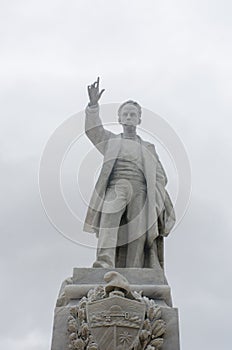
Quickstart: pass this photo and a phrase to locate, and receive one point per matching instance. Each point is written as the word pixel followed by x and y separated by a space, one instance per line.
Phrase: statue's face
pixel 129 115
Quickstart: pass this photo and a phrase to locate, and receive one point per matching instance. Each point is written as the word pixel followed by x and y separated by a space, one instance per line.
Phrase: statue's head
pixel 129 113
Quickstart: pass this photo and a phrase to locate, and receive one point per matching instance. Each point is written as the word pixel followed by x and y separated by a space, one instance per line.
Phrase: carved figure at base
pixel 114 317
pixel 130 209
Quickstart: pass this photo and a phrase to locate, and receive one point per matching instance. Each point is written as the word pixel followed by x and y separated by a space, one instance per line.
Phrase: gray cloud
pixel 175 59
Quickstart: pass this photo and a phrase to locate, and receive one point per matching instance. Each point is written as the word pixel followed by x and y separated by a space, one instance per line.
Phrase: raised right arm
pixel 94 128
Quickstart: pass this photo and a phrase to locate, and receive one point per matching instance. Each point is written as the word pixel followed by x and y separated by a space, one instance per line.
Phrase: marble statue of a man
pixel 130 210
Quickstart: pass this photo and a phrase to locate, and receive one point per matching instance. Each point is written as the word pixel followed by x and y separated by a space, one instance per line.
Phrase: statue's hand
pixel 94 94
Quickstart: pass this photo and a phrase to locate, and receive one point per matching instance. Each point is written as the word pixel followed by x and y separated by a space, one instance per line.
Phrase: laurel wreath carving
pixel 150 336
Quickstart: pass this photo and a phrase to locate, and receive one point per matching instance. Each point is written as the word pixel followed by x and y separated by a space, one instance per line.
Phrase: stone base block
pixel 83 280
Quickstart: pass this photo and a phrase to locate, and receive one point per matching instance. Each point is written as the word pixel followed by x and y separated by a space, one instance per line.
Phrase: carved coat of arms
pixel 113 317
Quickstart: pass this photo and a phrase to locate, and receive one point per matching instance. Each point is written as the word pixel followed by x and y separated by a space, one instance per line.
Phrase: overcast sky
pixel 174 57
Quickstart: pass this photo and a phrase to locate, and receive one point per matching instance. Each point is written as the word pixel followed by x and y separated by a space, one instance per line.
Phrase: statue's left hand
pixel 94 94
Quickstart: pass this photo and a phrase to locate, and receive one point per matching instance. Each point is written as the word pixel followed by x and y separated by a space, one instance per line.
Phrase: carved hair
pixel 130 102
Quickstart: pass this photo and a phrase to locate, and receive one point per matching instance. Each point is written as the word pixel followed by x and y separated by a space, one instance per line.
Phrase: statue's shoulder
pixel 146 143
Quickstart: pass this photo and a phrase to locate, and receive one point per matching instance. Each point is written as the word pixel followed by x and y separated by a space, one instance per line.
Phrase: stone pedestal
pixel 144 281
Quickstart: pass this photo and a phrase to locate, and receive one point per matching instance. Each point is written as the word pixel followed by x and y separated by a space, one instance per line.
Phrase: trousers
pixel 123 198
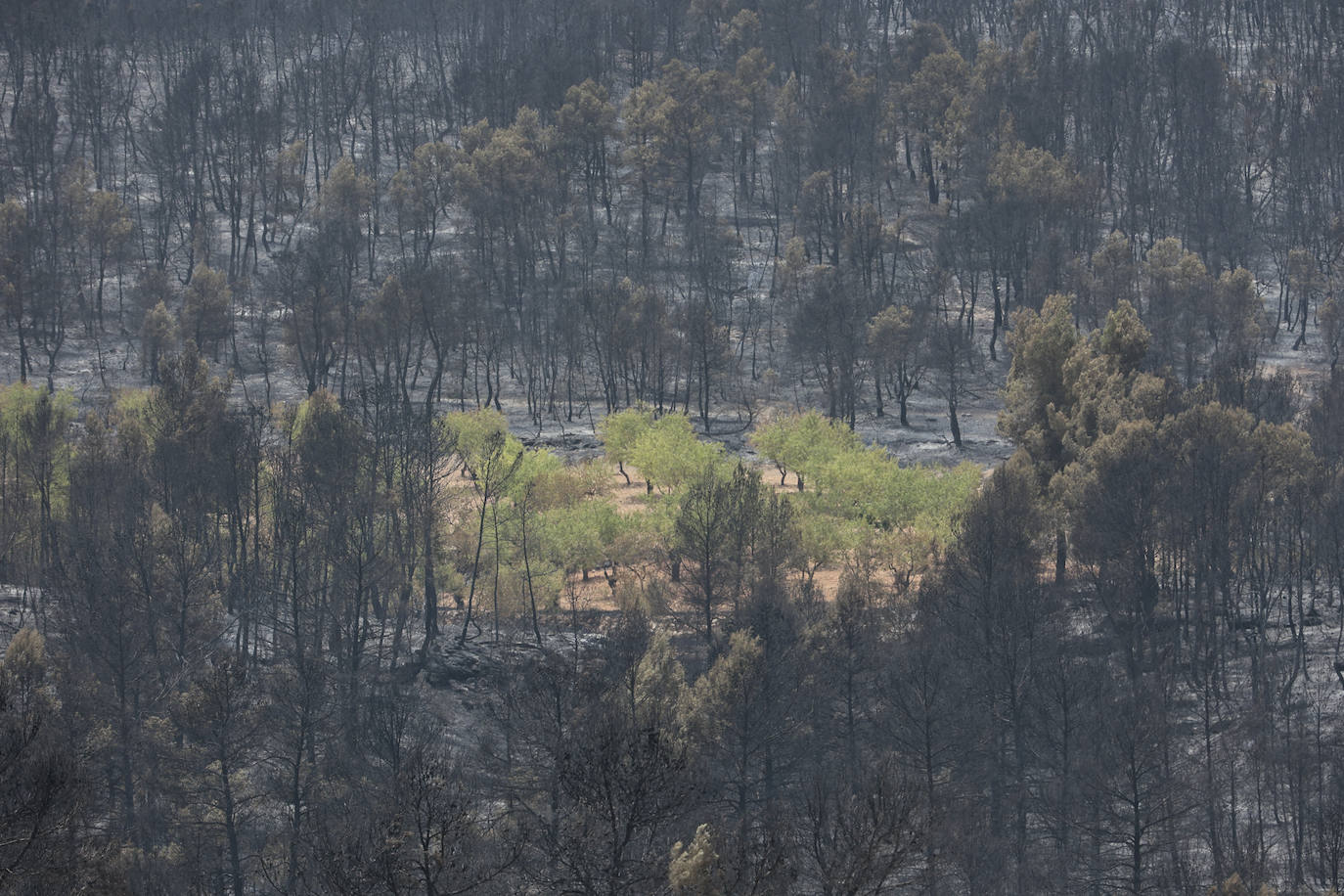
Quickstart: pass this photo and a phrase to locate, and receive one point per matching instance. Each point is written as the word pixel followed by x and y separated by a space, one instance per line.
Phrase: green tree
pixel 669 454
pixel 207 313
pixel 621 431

Stated exercise ▸
Rewrite the data above, replacing each "stone" with "granite" and keeping everything else the same. Leave the pictures out.

Exercise result ▸
Quickstart: pass this photo and a phrase to locate, and receive one point per matching instance. Each point is written as the word pixel followed by x and y separated by a space, one instance per line.
Phrase: statue's face
pixel 129 115
Quickstart: pass this photo and a phrase to locate, and receive one point per matching instance. Each point is written as the word pixel followed by x and y separated by a space, one instance per line.
Phrase: statue's head
pixel 129 113
Quickstart: pass this photo and a phrase to locate, and receive one point per matching instance. Each point is written as the word pixel followed by x and y separated by a space, one instance per line.
Phrase: carved figure at base
pixel 114 317
pixel 130 209
Quickstart: pass this photo and a phrase to locate, and receive one point per matching instance. Each point is written as the word pixel followed by x and y separated by a space, one instance per line.
Phrase: gray cloud
pixel 175 59
Quickstart: pass this photo and a phrase to locate, and receive one point per matching instance. Each point is written as the word pixel followed by x and y separated by a space, one instance per line.
Phrase: raised right arm
pixel 94 128
Quickstart: pass this photo and a phrase to locate, and receive one point per matching instance. Each point is written as the word pixel followed by x and y separated by a space, one instance per line.
Phrase: marble statue of a man
pixel 130 210
Quickstart: pass this photo and a phrase to locate, and receive one point per matching instance. Each point is written as the word pixel followed by x and y separated by a space, one instance per line.
Phrase: statue's hand
pixel 94 94
Quickstart: pass this photo and a phrase to locate, and receive one point per matching instance. Each point is written as the word pixel followed by x and y separated by a space, one instance per line.
Phrase: laurel wreath carving
pixel 150 336
Quickstart: pass this photo and a phrase to locate, and receive one point per matching instance. Each point is written as the word pixel followed by x and y separated by a space, one instance per line.
Phrase: granite base block
pixel 83 280
Quickstart: pass this photo and a phrase to locate, and receive one point per matching instance. Each point is written as the word pixel followed by x and y separated by a space, one instance per line.
Phrase: carved coat of arms
pixel 113 317
Quickstart: pass this photo and a phrase to locate, and receive one point per matching instance. Each point is written as the word pixel followed by x and y separated by a space, one instance per line.
Phrase: overcast sky
pixel 174 57
Quickstart: pass this photo and a phrase to locate, and receive one point per matching instance. Each point is written as the word pixel followed by x and y separated by a space, one instance per line.
Phrase: statue's left hand
pixel 94 94
Quickstart: pass this photo and a phrase to locate, and receive one point per matching instance. Each point is written as the word pixel followed by x and y separated by a space, one instance per line.
Phrase: carved hair
pixel 130 102
Quickstart: pass this photo and a phrase to locate, and receive one point per matching instance. Each point is written as the word pixel followed by x and y separated by a space, one instance per line.
Phrase: statue's shoulder
pixel 146 143
Quickstart: pass this photo and a phrase to locate, and receive one point per matching instance. Each point is written as the word pixel followed by x and y separated by a space, one instance per line.
Phrase: granite pedestal
pixel 144 281
Quickstart: pass this photo and a phrase to locate, and receive one point per matching instance. Each point is written as the word pixel followed by x and y separated by a space, one instance per line.
Phrase: trousers
pixel 123 198
Quickstart: pass this photo and a phrase to locate, and receive one point per matching instance. Each point is written as the word pixel followed by x and y separated by a space, one instance per line.
Phrase: green tree
pixel 669 454
pixel 207 313
pixel 621 431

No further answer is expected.